Instructions to follow
Search the records for the string "brown", and show each line where it appears.

Record excerpts

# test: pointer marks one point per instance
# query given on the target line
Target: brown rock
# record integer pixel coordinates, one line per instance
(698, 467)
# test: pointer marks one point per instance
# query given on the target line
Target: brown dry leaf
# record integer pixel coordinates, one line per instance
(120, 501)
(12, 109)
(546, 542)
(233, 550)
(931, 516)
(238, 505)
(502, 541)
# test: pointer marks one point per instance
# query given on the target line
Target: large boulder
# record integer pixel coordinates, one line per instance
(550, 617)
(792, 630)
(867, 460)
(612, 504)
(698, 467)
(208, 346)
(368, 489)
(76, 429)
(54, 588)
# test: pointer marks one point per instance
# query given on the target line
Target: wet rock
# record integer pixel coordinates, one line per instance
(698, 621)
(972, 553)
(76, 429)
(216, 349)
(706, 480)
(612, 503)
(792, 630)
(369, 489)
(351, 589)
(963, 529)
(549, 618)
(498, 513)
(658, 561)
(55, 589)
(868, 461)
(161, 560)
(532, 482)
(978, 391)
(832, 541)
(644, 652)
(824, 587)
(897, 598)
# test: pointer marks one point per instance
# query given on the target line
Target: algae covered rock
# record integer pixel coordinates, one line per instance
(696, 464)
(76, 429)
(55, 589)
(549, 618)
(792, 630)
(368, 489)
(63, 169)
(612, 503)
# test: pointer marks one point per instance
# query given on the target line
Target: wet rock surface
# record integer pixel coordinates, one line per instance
* * *
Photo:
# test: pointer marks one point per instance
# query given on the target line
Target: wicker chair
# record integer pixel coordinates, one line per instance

Worked solution
Target: brown rock
Target: brown dry leaf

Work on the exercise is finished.